TAREA A:
Copia, por favor, el tramo del texto sobre las aulas hospitalarias que va desde "Para ellos, aprender" hasta "a la desesperanza.".
TAREA B:
Indica si las afirmaciones (i), (ii) y (iii) concuerdan con el texto sobre las aulas hospitalarias, respondiendo sí o no y citando literalmente las palabras del texto que lo determinan: (i) La primera noticia de las aulas hospitalarias se sitúa en la Segunda Guerra Mundial. (ii) El Hospital Nacional de Parapléjicos de Toledo abrió en 1984. (iii) En Madrid hay 20 aulas hospitalarias.

EL COLEGIO DENTRO DEL HOSPITAL

Para ellos, aprender es una necesidad tan importante como sobrevivir. Para sus maestros, hacer de sus aulas un oasis de normalidad es prioritario. Juntos ganan cada día la partida a la desesperanza.




A primera hora de la mañana, Candela ya está sentada en su silla del aula del hospital de La Paz. Lápiz en mano, resuelve unos ejercicios de Lengua junto a Sergio Peña, profesor de Primaria. En la mesa de al lado, sentados en sillas bajitas y verdes, otros profesores nos cuentan la historia de las aulas hospitalarias. Se tiene la primera noticia de ellas durante la Segunda Guerra Mundial, aunque en nuestro país solo se encuentran algunas experiencias aisladas en los años 60, promovidas por órdenes religiosas ante la epidemia de poliomielitis que padeció la población infantil. También hubo otros hitos importantes, como la apertura en 1974 del Hospital Nacional de Parapléjicos de Toledo que, entendiendo que sus pacientes pasarían allí larguísimas temporadas, incorporó profesores y una biblioteca. Estas semillas, contadas y dispersas, comenzaron a proliferar en los años 80, debido, en buena medida, a sucesos como el tristemente célebre "síndrome tóxico" de la colza, que afectó a más de 20.000 personas, entre ellas miles de menores. Poco a poco, se fue extendiendo su filosofía y se sentaron sus bases legales y sus objetivos. Actualmente, hay 112 aulas repartidas por los hospitales de toda la geografía española por las que, durante el curso pasado, pasaron alrededor de 60.000 alumnos. En Madrid hay 12 como esta de La Paz, donde el curso 2016-2017 asistieron a clase cerca de 7.000 niños, el equivalente aproximado a 10 colegios.

FRAGMENTOS DE DATOS:
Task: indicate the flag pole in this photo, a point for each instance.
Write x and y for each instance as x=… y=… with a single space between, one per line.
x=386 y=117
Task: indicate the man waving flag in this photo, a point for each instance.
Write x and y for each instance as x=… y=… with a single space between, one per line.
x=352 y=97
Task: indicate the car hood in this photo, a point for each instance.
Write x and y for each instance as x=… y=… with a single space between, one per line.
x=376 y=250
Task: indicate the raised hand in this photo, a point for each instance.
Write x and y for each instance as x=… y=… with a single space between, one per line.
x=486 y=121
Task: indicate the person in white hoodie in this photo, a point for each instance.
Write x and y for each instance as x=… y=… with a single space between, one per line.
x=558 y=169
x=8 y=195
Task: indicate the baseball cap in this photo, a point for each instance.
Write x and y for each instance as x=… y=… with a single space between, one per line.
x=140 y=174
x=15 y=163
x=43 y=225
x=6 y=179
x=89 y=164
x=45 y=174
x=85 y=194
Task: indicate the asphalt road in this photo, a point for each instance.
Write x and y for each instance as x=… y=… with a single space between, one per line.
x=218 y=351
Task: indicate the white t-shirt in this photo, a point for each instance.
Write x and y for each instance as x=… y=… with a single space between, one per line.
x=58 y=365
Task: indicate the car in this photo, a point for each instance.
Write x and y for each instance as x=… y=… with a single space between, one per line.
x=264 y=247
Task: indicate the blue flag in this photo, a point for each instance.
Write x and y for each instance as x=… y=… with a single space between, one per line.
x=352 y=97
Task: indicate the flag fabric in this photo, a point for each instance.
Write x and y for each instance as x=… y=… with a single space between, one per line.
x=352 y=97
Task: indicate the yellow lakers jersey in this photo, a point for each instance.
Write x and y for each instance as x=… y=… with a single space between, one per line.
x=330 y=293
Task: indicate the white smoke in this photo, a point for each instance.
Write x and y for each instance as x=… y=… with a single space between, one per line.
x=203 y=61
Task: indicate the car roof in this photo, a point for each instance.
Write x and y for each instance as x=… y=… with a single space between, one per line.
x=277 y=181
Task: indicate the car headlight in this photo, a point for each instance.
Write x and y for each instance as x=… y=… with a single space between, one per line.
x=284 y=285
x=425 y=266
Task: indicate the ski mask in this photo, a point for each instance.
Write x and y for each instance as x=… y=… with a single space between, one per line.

RESULTADO DEL EJERCICIO A:
Para ellos, aprender es una necesidad tan importante como sobrevivir. Para sus maestros, hacer de sus aulas un oasis de normalidad es prioritario. Juntos ganan cada día la partida a la desesperanza.

RESULTADO DEL EJERCICIO B:
(i) Sí: "Se tiene la primera noticia de ellas durante la Segunda Guerra Mundial".
(ii) No: "la apertura en 1974 del Hospital Nacional de Parapléjicos de Toledo".
(iii) No: "En Madrid hay 12 como esta de La Paz".